WHAT TO PRODUCE. Leave every picture out and write out the records below exactly.

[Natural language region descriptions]
——————————

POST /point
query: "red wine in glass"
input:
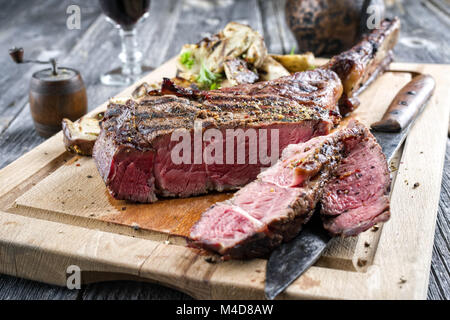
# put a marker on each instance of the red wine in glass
(125, 14)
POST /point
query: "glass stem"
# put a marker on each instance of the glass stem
(130, 56)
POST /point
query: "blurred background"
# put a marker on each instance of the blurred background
(40, 27)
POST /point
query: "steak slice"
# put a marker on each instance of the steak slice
(133, 152)
(273, 209)
(358, 196)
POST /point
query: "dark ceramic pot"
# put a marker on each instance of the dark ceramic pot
(327, 27)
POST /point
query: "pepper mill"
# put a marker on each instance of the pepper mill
(55, 93)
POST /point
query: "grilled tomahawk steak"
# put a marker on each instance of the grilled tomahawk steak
(273, 209)
(134, 150)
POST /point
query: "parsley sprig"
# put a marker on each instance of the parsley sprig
(187, 59)
(209, 79)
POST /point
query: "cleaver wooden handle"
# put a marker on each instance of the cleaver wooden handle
(407, 104)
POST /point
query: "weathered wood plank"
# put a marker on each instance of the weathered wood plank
(424, 35)
(128, 290)
(23, 23)
(440, 268)
(12, 288)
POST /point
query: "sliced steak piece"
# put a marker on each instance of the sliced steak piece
(362, 64)
(358, 196)
(273, 208)
(134, 150)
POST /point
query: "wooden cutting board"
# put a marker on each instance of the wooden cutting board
(55, 212)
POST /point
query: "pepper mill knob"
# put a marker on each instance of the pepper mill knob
(16, 54)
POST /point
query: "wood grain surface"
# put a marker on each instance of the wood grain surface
(172, 23)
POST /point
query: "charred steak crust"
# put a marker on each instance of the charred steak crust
(270, 211)
(358, 196)
(132, 152)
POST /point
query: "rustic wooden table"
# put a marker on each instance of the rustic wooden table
(41, 30)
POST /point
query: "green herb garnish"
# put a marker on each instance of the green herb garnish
(293, 50)
(187, 60)
(209, 79)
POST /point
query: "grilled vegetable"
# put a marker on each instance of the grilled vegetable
(197, 62)
(80, 136)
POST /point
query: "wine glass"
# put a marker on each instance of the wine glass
(125, 14)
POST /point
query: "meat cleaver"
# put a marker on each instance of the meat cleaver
(291, 260)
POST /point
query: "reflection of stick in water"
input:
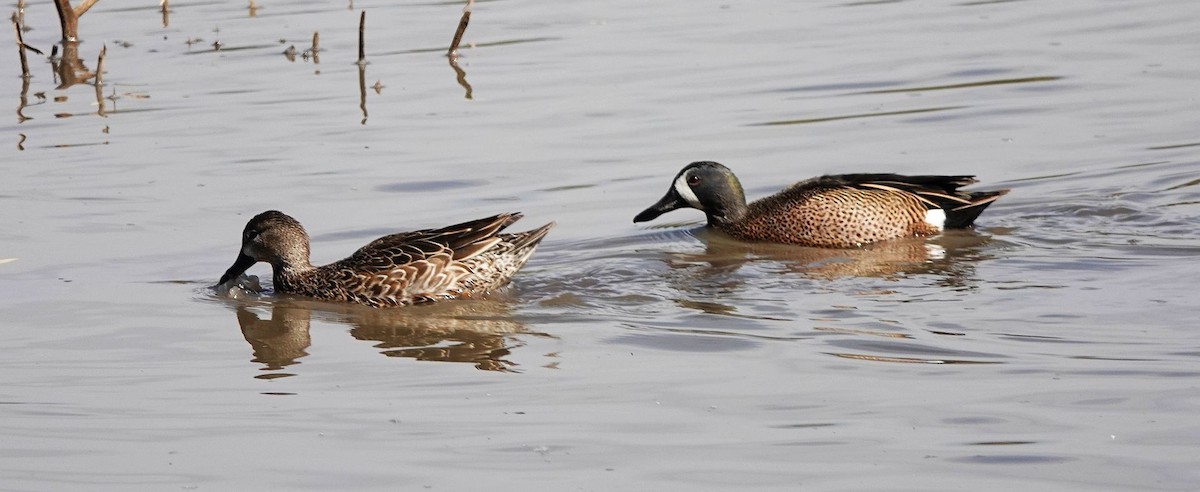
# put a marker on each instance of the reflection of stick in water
(462, 28)
(460, 75)
(363, 90)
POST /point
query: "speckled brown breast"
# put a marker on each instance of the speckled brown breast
(833, 217)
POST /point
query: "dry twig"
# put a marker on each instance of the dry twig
(462, 28)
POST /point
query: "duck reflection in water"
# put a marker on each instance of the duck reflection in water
(948, 259)
(481, 333)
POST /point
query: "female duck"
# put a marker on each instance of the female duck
(454, 262)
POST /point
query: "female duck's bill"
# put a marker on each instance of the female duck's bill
(454, 262)
(845, 210)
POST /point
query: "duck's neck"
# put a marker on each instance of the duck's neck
(289, 276)
(727, 213)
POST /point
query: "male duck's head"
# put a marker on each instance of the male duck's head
(706, 186)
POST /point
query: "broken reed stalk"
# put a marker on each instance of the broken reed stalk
(462, 28)
(100, 66)
(69, 17)
(21, 47)
(316, 47)
(363, 51)
(100, 82)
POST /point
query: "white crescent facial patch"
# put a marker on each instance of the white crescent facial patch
(685, 192)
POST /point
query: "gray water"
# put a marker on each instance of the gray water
(1053, 348)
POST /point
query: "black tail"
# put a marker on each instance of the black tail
(964, 215)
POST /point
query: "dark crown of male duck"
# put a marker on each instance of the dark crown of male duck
(843, 210)
(453, 262)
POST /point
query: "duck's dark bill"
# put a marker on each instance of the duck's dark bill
(670, 202)
(239, 267)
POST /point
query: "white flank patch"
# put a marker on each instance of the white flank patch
(936, 217)
(687, 193)
(934, 251)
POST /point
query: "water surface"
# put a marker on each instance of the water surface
(1054, 347)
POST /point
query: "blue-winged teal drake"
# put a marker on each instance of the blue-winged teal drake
(844, 210)
(454, 262)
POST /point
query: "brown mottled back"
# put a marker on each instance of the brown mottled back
(833, 217)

——————————

FINAL ANSWER.
POST /point
query: "red wine in glass"
input:
# put a marker on each instance of the red wine in glass
(125, 14)
POST /point
query: "glass stem"
# put a marker on each instance of the glass stem
(130, 56)
POST /point
query: "blurred background"
# put a marker on each instance of the blurred background
(40, 27)
POST /point
query: "steak slice"
# put a marker on each instance of the steak slice
(133, 152)
(273, 209)
(358, 196)
POST /point
query: "dark ceramic pot"
# put a marker on each instance of the dark ceramic pot
(327, 27)
POST /point
query: "pepper mill"
# put a marker on each instance of the pepper mill
(55, 93)
POST /point
query: "grilled tomahawk steak"
# put a marker on each instance of the grilled tomahawk steak
(273, 209)
(134, 150)
POST /point
query: "parsley sprig"
# put a marker on each instance of the parsley sprig
(187, 59)
(209, 79)
POST /point
query: "cleaver wooden handle"
# put a marker on each instance of the cleaver wooden handle
(407, 104)
POST /point
query: "weathered wood plank"
# put a marker on each instance of the weathered wood plank
(424, 35)
(128, 290)
(23, 23)
(440, 268)
(12, 288)
POST /point
query: "sliced steak piece"
# put a marker on each instance of the sliced steak piece
(362, 64)
(358, 196)
(273, 208)
(134, 150)
POST /point
query: "wooden cutting board"
# put a marker on each instance of the wooden cutting board
(55, 212)
POST /point
query: "pepper mill knob"
# put a marker on each instance of the pepper mill knob
(16, 54)
POST /point
query: "wood grain surface"
# put a marker on each instance of the wood grain surface
(172, 23)
POST /point
query: "charred steak crust"
# put a marker on each instance of the charred steak crust
(270, 211)
(358, 196)
(132, 152)
POST /point
query: "rustic wooden table"
# put a marker on each instance of the rustic wooden table
(41, 30)
POST /point
query: "green herb garnish"
# put a marker on each instance of the green herb garnish
(293, 50)
(187, 60)
(209, 79)
POST /point
query: "grilled vegetable"
# put a marker on each instance of the grilled vegetable
(197, 62)
(80, 136)
POST /point
query: "wine glass"
# put a marker on each instance of the wine glass
(125, 14)
POST /point
query: "meat cleaver"
# put a marker on each instance of the meat cleaver
(291, 260)
POST /point
query: "reflection of stick in water"
input:
# put a marker on each instance of the reflection of stick in water
(462, 28)
(460, 75)
(363, 90)
POST /point
query: "speckled brown breast"
# put a marker on each instance of the speckled brown breast
(833, 217)
POST /point
query: "dry twig"
# put a marker on each instance of the dry twig
(462, 28)
POST /point
query: "duck reflection in water"
# put a marker on each instance of the duck reflection in water
(948, 259)
(481, 333)
POST /point
query: "female duck"
# put a marker on each instance of the female duck
(454, 262)
POST /point
query: "female duck's bill"
# put a marker on each instance of the female duck's bill
(454, 262)
(845, 210)
POST /point
query: "duck's neck"
# put a marker on each instance of the duck's neck
(289, 276)
(727, 213)
POST /point
query: "male duck's head"
# put a marker on each instance of the male duck's head
(706, 186)
POST /point
query: "broken reed stalk"
# put a marker on each instance of the broken reed stalk
(462, 28)
(100, 66)
(69, 17)
(21, 47)
(316, 47)
(363, 51)
(100, 82)
POST /point
query: "white crescent facial patch"
# put a marker on each instance of the white crescent facial patch
(685, 192)
POST /point
query: "gray water"
# put a marker on each instance of the gray water
(1053, 348)
POST /point
query: "black tail"
# put a marker on each instance of the black tail
(964, 215)
POST /point
query: "dark crown of male duck"
# put a marker on each instance of the dark crown of male duck
(843, 210)
(453, 262)
POST /point
query: "duck's dark bill"
# put a marker on each instance of the duck's dark bill
(670, 202)
(239, 267)
POST /point
query: "white flank patch"
# put a marker on each instance of the white flank patch
(936, 217)
(687, 193)
(934, 251)
POST /point
query: "water surface"
# put a marker on each instance of the water surface
(1054, 347)
POST /point
query: "blue-winged teal drake"
# put a marker on each instance of the blue-winged teal drake
(844, 210)
(454, 262)
POST /point
query: "brown mottled back"
# put a marker on each instance of the brown mottled back
(833, 217)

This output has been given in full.